==== Extracted entries ====

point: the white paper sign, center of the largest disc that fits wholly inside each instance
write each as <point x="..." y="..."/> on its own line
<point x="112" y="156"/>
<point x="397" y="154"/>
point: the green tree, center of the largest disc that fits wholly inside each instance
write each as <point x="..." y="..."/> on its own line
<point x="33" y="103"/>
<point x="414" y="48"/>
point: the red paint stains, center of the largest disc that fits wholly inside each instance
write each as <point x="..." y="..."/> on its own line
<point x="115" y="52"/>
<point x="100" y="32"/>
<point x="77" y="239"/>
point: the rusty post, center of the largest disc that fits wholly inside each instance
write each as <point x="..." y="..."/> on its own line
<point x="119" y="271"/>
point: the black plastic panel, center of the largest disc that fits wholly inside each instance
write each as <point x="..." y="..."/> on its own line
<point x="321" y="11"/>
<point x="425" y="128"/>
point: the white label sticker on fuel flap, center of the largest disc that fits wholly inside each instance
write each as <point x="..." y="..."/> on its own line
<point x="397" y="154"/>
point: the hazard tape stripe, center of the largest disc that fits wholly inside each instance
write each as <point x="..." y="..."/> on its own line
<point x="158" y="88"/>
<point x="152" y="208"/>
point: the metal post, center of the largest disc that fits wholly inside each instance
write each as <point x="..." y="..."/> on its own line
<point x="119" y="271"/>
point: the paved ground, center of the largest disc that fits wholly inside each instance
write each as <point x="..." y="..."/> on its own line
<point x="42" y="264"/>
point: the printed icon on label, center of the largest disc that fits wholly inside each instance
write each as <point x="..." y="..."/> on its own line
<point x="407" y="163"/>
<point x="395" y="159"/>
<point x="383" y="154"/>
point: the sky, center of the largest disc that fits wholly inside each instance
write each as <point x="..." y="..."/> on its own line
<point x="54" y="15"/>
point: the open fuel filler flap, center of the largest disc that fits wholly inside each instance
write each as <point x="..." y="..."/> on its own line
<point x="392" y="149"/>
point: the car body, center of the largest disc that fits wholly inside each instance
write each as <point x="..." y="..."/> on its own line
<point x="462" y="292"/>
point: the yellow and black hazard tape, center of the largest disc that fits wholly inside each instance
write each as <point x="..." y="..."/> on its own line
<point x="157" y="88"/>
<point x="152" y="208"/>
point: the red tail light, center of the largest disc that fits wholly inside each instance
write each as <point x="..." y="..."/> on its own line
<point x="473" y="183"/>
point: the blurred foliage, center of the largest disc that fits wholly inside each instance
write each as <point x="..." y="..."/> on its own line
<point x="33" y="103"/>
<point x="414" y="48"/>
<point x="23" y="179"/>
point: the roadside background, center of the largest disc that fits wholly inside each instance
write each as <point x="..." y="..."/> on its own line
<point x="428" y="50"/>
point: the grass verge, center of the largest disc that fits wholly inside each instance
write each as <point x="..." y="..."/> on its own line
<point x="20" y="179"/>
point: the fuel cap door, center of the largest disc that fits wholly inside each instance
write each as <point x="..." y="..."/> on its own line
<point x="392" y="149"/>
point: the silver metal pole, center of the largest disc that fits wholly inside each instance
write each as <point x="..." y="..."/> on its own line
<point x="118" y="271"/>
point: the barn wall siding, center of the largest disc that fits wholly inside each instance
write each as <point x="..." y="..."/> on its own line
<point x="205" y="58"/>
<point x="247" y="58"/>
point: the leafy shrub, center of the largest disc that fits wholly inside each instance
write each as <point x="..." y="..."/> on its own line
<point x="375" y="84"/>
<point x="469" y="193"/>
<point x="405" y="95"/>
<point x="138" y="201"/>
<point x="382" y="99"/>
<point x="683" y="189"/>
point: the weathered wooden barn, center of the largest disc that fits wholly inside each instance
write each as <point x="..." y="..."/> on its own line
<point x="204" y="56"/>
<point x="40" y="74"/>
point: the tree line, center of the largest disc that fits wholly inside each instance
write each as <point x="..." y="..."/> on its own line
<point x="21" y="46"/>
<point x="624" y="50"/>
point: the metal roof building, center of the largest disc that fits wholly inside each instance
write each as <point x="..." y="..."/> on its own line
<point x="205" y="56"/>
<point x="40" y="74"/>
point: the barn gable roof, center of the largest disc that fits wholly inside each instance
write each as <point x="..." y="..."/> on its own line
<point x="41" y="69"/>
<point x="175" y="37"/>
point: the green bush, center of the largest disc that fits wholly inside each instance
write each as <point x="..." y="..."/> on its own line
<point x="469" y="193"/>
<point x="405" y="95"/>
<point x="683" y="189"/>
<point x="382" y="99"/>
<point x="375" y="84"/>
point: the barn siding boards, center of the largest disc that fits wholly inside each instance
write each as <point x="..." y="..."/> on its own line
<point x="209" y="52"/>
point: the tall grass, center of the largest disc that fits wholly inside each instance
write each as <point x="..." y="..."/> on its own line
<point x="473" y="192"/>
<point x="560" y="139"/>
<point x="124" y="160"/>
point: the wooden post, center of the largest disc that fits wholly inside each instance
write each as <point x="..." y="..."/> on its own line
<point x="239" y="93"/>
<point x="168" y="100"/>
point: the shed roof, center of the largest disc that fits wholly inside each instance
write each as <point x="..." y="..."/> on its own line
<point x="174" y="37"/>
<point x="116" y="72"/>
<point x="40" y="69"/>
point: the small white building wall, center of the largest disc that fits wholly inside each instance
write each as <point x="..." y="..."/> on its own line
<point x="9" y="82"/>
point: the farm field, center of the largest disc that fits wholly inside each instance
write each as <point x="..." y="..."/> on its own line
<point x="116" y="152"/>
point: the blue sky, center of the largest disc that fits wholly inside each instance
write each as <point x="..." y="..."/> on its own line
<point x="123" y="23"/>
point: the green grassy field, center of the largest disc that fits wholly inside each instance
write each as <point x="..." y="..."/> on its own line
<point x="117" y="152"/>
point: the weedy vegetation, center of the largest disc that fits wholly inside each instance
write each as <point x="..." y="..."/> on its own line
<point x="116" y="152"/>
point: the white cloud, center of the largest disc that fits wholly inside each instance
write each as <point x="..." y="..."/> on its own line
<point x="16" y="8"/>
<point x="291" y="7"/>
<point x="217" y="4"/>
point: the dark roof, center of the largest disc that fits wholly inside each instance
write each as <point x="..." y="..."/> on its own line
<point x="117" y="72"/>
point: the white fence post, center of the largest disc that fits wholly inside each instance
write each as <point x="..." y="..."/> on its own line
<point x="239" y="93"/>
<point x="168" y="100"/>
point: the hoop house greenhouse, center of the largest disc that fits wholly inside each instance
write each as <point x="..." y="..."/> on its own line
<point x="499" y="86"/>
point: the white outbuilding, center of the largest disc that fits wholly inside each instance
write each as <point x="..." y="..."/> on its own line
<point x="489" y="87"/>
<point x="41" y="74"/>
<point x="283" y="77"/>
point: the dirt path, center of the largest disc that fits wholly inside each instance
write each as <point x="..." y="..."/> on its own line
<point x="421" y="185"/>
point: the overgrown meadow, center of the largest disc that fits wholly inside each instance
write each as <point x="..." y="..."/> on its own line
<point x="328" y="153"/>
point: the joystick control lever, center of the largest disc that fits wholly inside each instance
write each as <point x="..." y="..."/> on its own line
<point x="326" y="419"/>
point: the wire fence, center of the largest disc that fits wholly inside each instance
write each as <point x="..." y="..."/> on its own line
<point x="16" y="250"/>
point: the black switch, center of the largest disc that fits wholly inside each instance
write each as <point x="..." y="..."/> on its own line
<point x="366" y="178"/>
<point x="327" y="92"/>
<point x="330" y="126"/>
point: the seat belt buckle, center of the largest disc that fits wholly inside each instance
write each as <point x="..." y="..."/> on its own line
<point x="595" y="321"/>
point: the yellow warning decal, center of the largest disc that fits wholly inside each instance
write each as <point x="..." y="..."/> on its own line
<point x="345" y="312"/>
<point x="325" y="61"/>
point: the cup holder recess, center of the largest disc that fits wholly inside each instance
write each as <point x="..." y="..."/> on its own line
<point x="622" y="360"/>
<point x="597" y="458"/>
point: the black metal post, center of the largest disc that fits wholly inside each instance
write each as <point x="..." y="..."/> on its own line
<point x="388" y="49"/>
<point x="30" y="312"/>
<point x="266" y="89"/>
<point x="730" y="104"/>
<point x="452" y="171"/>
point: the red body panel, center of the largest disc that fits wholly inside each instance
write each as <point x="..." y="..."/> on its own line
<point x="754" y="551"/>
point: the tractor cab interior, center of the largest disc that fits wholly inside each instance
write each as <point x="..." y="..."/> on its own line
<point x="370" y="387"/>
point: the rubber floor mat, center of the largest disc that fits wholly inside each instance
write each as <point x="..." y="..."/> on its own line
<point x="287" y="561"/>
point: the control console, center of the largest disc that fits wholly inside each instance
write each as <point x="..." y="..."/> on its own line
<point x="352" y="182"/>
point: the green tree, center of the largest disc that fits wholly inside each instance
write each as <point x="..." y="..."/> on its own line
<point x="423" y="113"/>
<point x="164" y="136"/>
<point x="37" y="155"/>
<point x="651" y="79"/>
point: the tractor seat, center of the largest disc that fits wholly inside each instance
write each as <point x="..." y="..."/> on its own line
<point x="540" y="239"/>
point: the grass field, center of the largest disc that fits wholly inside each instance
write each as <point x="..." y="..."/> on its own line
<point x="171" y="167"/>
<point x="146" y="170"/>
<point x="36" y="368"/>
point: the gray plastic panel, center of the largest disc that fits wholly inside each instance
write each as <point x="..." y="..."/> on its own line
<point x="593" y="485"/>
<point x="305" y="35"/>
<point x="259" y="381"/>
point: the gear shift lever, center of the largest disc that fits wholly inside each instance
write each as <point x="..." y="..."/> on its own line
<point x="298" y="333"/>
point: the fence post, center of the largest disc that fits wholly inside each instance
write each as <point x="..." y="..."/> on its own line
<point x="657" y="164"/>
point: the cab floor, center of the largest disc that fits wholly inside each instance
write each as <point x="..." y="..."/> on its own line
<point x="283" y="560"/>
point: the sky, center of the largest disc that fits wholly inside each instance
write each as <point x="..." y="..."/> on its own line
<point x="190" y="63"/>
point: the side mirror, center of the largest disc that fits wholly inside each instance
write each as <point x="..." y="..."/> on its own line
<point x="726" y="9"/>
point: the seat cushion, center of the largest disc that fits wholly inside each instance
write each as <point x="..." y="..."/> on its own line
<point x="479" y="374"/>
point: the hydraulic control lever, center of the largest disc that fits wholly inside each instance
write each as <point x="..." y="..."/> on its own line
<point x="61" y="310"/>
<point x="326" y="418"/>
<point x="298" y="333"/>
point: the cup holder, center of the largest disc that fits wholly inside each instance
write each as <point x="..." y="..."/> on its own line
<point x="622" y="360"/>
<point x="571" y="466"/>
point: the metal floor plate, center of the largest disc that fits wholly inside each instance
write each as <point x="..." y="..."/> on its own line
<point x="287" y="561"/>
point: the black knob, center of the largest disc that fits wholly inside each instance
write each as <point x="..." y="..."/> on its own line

====

> _Required action_: What number of lines above include the string "wooden"? State it and nothing else.

> _Output_: 2